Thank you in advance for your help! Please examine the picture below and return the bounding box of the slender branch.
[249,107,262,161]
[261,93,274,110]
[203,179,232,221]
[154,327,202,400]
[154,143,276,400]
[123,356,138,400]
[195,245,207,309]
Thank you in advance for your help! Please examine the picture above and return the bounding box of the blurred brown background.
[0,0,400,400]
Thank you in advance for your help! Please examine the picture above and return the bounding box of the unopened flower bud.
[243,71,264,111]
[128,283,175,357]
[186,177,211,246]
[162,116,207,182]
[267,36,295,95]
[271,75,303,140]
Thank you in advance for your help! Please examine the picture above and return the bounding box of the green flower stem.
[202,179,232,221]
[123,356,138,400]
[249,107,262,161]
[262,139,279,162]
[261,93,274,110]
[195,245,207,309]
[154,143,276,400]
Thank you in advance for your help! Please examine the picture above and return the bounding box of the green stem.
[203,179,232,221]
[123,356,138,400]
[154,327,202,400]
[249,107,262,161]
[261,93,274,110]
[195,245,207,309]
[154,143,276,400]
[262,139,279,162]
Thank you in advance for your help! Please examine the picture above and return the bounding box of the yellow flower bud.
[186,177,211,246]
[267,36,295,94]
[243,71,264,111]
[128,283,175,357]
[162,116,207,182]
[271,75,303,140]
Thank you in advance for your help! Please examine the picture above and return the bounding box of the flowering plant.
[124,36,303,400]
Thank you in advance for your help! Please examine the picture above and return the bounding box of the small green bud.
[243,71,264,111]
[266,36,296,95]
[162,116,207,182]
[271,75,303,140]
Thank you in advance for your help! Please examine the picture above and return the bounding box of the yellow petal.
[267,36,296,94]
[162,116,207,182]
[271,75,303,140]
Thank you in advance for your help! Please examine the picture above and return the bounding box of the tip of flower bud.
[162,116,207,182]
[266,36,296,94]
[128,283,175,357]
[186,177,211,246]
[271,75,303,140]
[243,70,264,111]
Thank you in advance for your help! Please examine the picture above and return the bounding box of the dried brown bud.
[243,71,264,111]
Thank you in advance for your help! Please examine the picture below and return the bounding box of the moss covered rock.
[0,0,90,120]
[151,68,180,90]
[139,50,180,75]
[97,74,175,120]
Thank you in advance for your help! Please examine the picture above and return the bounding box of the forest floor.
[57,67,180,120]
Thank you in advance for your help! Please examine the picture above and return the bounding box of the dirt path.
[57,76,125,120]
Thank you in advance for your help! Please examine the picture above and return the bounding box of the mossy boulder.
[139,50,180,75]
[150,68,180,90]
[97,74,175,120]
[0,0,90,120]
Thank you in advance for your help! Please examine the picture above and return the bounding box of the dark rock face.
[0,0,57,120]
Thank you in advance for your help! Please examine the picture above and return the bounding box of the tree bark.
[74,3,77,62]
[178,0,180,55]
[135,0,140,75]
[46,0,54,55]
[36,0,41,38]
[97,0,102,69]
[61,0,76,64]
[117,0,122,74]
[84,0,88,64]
- - - -
### EXERCISE BRIEF
Render the listing above as a Markdown table with the columns "Row" and "Line", from the line with "yellow flower bud." to the line with "[243,70,264,111]", both included. Leave out blank lines.

### TASK ANSWER
| Row | Line |
|---|---|
| 1 | Thank you in advance for your help! Please examine the picture above and return the bounding box of the yellow flower bud. |
| 2 | [186,177,211,246] |
| 3 | [267,36,295,94] |
| 4 | [243,71,264,111] |
| 5 | [128,283,175,357] |
| 6 | [162,116,207,182] |
| 7 | [271,75,303,140] |
| 8 | Thank you in advance for your help! Please examine the picture above and return the bounding box of the flowering plant. |
| 9 | [124,36,303,400] |
| 10 | Thank you in advance for your help! Please examine the picture above and return the bounding box of the small green bud. |
| 11 | [243,71,264,111] |
| 12 | [266,36,296,95] |
| 13 | [162,116,207,182] |
| 14 | [271,75,303,140] |
| 15 | Thank you in advance for your help! Please examine the picture above and return the bounding box of the yellow petal. |
| 16 | [267,36,296,94] |
| 17 | [162,116,207,182] |
| 18 | [271,75,303,140] |
| 19 | Thank you in advance for your help! Please examine the picture above and return the bounding box of the tip of flower bud. |
| 20 | [162,116,207,182] |
| 21 | [266,36,296,94] |
| 22 | [128,283,175,357] |
| 23 | [186,177,211,246] |
| 24 | [271,75,303,140] |
| 25 | [243,70,264,111] |